## [CHALLENGE]
Can you arrange the records, everything from the line containing "of the young" down to the line containing "x=686, y=379", as a two-column CSV with the columns instruction and coordinates? Give one row per record with its answer, put each field in quotes, and replace any line breaks with spaces.

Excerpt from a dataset
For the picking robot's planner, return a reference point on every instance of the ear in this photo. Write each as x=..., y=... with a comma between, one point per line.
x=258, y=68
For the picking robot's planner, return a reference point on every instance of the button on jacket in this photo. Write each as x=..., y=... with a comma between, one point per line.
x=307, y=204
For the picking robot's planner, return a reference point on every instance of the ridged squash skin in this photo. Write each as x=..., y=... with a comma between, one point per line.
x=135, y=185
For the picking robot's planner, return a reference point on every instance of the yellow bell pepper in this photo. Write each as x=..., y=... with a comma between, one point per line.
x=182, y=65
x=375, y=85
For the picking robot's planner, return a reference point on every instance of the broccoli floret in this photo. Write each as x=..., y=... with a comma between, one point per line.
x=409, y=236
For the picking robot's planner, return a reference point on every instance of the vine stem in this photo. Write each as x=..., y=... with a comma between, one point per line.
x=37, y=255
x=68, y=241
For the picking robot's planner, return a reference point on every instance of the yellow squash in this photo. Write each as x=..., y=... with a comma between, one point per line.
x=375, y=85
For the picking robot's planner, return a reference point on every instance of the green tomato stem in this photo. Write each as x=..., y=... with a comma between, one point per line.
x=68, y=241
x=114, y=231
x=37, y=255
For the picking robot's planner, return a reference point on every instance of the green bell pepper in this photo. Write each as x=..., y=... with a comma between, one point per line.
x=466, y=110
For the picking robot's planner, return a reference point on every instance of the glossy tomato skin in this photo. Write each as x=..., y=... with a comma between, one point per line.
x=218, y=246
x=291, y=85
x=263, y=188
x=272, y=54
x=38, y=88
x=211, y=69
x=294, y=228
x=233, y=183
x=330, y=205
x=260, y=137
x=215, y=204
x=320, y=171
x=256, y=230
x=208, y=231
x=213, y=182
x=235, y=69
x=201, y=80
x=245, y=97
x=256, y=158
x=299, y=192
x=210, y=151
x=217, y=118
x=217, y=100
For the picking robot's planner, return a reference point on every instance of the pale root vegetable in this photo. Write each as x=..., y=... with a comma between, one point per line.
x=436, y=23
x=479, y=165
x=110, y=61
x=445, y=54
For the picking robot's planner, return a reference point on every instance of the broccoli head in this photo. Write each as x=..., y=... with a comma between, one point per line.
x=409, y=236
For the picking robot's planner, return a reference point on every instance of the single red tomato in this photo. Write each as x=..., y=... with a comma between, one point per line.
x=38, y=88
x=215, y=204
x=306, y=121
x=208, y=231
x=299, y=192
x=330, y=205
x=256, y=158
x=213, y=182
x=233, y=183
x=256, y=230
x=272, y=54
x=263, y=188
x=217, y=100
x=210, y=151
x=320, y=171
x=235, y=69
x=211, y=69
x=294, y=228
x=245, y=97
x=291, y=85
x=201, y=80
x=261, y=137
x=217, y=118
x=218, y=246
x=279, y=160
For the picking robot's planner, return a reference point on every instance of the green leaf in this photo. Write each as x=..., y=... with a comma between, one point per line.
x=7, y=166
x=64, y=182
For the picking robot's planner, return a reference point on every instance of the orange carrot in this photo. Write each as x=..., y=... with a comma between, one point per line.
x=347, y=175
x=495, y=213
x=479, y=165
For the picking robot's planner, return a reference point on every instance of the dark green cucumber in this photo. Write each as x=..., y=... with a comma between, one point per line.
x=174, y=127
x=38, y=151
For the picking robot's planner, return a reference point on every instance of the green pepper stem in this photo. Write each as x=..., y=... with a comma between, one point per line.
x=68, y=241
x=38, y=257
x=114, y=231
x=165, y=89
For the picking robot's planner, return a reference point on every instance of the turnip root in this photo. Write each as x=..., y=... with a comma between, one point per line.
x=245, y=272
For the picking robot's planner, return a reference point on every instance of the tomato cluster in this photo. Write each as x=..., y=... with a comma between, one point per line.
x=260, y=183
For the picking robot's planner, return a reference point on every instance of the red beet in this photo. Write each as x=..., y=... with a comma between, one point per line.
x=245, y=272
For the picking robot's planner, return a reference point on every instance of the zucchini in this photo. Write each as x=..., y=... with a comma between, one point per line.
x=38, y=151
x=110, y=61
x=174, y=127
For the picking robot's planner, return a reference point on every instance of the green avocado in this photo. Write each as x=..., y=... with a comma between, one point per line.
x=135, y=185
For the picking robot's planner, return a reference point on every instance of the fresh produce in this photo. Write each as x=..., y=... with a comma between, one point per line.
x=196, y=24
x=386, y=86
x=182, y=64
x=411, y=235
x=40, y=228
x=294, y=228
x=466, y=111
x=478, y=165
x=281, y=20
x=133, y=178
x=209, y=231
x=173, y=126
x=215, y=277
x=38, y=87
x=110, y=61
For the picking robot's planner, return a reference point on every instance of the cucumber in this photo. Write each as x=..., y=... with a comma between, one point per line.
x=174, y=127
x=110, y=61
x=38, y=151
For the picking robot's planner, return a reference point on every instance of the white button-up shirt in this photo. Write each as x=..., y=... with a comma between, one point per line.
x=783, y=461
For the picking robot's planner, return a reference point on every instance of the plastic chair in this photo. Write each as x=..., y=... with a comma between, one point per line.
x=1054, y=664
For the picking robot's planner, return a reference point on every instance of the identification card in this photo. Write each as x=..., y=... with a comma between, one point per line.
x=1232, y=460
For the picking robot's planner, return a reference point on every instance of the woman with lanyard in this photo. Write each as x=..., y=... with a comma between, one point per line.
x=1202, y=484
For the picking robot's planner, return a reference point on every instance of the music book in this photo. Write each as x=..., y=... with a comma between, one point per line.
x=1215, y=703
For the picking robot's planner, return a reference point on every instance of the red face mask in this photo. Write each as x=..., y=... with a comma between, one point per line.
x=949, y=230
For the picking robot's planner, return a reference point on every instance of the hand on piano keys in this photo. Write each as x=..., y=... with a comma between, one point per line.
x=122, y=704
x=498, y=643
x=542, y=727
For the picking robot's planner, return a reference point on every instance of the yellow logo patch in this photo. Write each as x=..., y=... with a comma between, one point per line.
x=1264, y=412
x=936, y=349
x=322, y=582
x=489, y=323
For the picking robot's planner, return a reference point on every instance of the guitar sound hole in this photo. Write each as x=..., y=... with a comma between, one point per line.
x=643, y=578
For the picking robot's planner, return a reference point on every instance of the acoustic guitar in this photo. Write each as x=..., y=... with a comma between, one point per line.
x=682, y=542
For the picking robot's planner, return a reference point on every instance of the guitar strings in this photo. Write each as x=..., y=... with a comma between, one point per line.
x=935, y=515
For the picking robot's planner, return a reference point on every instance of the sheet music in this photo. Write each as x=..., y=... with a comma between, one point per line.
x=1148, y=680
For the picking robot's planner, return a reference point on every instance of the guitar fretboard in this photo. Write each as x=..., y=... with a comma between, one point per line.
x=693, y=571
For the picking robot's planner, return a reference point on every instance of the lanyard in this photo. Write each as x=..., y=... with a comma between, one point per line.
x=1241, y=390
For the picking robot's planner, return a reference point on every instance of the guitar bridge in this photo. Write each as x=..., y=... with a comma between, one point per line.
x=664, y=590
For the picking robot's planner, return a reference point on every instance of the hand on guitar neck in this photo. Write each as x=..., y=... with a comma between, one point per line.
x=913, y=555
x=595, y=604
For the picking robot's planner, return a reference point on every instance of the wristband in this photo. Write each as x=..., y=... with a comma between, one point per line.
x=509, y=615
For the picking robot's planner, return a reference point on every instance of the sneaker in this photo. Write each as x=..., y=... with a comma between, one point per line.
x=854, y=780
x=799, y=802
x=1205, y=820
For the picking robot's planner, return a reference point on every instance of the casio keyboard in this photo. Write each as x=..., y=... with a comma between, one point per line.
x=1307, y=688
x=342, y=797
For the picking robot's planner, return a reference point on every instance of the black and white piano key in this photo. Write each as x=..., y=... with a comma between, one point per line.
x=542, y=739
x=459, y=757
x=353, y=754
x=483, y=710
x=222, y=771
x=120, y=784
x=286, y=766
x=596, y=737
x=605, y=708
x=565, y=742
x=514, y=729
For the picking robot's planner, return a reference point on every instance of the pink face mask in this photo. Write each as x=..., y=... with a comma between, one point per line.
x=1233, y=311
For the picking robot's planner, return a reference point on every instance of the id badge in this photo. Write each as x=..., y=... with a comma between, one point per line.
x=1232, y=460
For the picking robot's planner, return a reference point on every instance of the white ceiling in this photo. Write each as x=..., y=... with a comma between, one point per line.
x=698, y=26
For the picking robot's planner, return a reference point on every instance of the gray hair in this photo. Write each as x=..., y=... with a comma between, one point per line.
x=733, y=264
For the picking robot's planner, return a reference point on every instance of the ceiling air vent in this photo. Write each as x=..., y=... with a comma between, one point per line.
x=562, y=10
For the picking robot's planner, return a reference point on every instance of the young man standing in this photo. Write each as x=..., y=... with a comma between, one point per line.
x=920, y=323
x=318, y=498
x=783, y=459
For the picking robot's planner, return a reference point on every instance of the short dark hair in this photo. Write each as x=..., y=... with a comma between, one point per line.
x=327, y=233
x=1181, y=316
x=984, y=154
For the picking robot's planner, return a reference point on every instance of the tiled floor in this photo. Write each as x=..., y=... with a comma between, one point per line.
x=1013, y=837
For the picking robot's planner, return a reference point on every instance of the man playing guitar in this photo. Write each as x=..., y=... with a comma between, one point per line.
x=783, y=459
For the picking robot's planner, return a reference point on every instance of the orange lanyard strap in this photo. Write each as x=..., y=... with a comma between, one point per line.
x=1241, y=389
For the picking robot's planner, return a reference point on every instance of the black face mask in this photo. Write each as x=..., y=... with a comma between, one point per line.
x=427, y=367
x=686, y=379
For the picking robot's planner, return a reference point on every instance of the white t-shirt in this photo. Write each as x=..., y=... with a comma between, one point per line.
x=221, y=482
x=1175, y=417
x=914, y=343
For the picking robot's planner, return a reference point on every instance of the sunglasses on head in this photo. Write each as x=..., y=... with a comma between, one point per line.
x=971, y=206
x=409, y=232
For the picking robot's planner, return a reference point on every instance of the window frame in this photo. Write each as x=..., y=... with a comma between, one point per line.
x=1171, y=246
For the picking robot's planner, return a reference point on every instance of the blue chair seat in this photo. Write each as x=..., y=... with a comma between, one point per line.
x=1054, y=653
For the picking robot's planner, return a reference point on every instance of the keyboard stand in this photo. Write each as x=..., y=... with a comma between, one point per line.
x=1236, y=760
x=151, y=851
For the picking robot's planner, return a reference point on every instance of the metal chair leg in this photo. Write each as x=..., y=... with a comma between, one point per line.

## [TASK RESULT]
instruction,coordinates
"For the picking robot's planner, return a reference point on every instance of the young man standing in this photo. Write each as x=..., y=... with a comma between, one point per line.","x=920, y=323 x=318, y=498 x=783, y=459"
"For the picking robot's planner, return a reference point on every instance of the short dark hair in this photo. Write each as x=..., y=... with a comma between, one point per line.","x=327, y=233 x=1181, y=316 x=984, y=154"
"For the picking robot's planner, return a reference point on every instance of the tiled floor in this photo. Write each as x=..., y=... with a comma between, one point per line.","x=1013, y=837"
"For the picking robot's planner, return a reference point on every instance of the man playing guitar in this photo. Write each as x=..., y=... with a comma between, one point per line.","x=783, y=459"
"For the picking robot's planner, return a reference point on every instance of the orange lanyard strap in this photo. Write each as x=..., y=... with a comma between, one point per line.","x=1241, y=389"
"For the picking robot's planner, return a reference point on every instance of the black face mask in this photo. Write each as x=..., y=... with a comma between, one point per line.","x=427, y=367 x=686, y=379"